La forte contagiosità
Come ricorda Nature la contagiosità di questi ceppi sembra essere superiore del 60% (secondo alcune stime del 100%) rispetto a quella della variante inglese, l’alfa, che già aveva incrementato, e non di poco, la sua capacità di infettare l’uomo rispetto al ceppo originale: le delta hanno una contagiosità che è doppia rispetto al ceppo originario di Wuhan.
A ciò si deve aggiungere una caratteristica anch’essa peggiorativa rispetto alle varianti precedenti: la capacità di sfuggire almeno in parte ai vaccini. Infatti, anche se i numeri dimostrano che gli attuali vaccini proteggono anche contro le delta, mostrano anche che è indispensabile che siano somministrate le due dosi, perché una sola può non essere sufficiente. Lo confermano i dati di Public Health England secondo i quali se, in media, sia Astrazeneca che Pfizer dopo la prima dose proteggono dalle forme gravi al 50%, con la delta la percentuale è inchiodata al 33%. Dopo la seconda dose, Astrazeneca sale al 60% (contro il 66% che si ha contro la variante alfa), mentre Pfizer arriva all’88% (rispetto al 93% contro la delta).
L’impatto sulle ospedalizzazioni
La preoccupazione nasce poi anche dai dati, per il momento preliminari, che arrivano anch’essi dall’Inghilterra e dalla Scozia: per la prima volta le delta sarebbero anche più aggressive, e porterebbero in ospedale un numero di pazienti doppio rispetto a quanto non faccia la variante alfa.
E’ chiaro quindi che un virus più contagioso, capace di resistere in parte ai vaccini, e oltretutto più patogenico, potrebbe riportare indietro il calendario, e far precipitare il mondo in una nuova, drammatica crisi autunnale.
Come ha spiegato Science, si inizia anche a capire perché questa variante, in particolare, sia così insidiosa. Tra le mutazioni ve ne sono nove che riguardano altrettante basi del gene che codifica per la spike. Una di esse, in particolare, chiamata P681R, cambia un aminoacido proprio nel punto dove la spike viene tagliata dalla furina, un enzima umano, e inizia così la sua penetrazione nelle cellule. Già la variante alfa rendeva questo taglio, indispensabile per l’infezione, più efficiente, ma la delta sembra riuscire a fare molto di più, rendendo il contagio ancora più facile.
La capacità di mutare
Mutazioni analoghe si sono viste in altre varianti, isolate per esempio in India, e tutte portano allo stesso risultato: maggiore facilità per la furina di tagliare la spike, e avvio più spedito dell’ingresso nella cellula ospite, a riprova del fatto che si tratta di un cambiamento che, dal punto di vista evoluzionistico, conviene al virus.

□ □ □ □ □

◆ CONSEGNA
Ricopia il tratto del brano sulla variante delta che va da "L’impatto sulle ospedalizzazioni" fino a "drammatica crisi autunnale.", sostituendo "crisi autunnale" con "crisi invernale".

(Voci del dataset)
□ □ □ □ □

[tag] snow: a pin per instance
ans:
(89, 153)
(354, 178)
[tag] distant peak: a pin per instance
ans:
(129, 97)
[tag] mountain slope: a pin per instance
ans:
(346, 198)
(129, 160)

□ □ □ □ □

◆ RISULTATO
L’impatto sulle ospedalizzazioni
La preoccupazione nasce poi anche dai dati, per il momento preliminari, che arrivano anch’essi dall’Inghilterra e dalla Scozia: per la prima volta le delta sarebbero anche più aggressive, e porterebbero in ospedale un numero di pazienti doppio rispetto a quanto non faccia la variante alfa.
E’ chiaro quindi che un virus più contagioso, capace di resistere in parte ai vaccini, e oltretutto più patogenico, potrebbe riportare indietro il calendario, e far precipitare il mondo in una nuova, drammatica crisi invernale.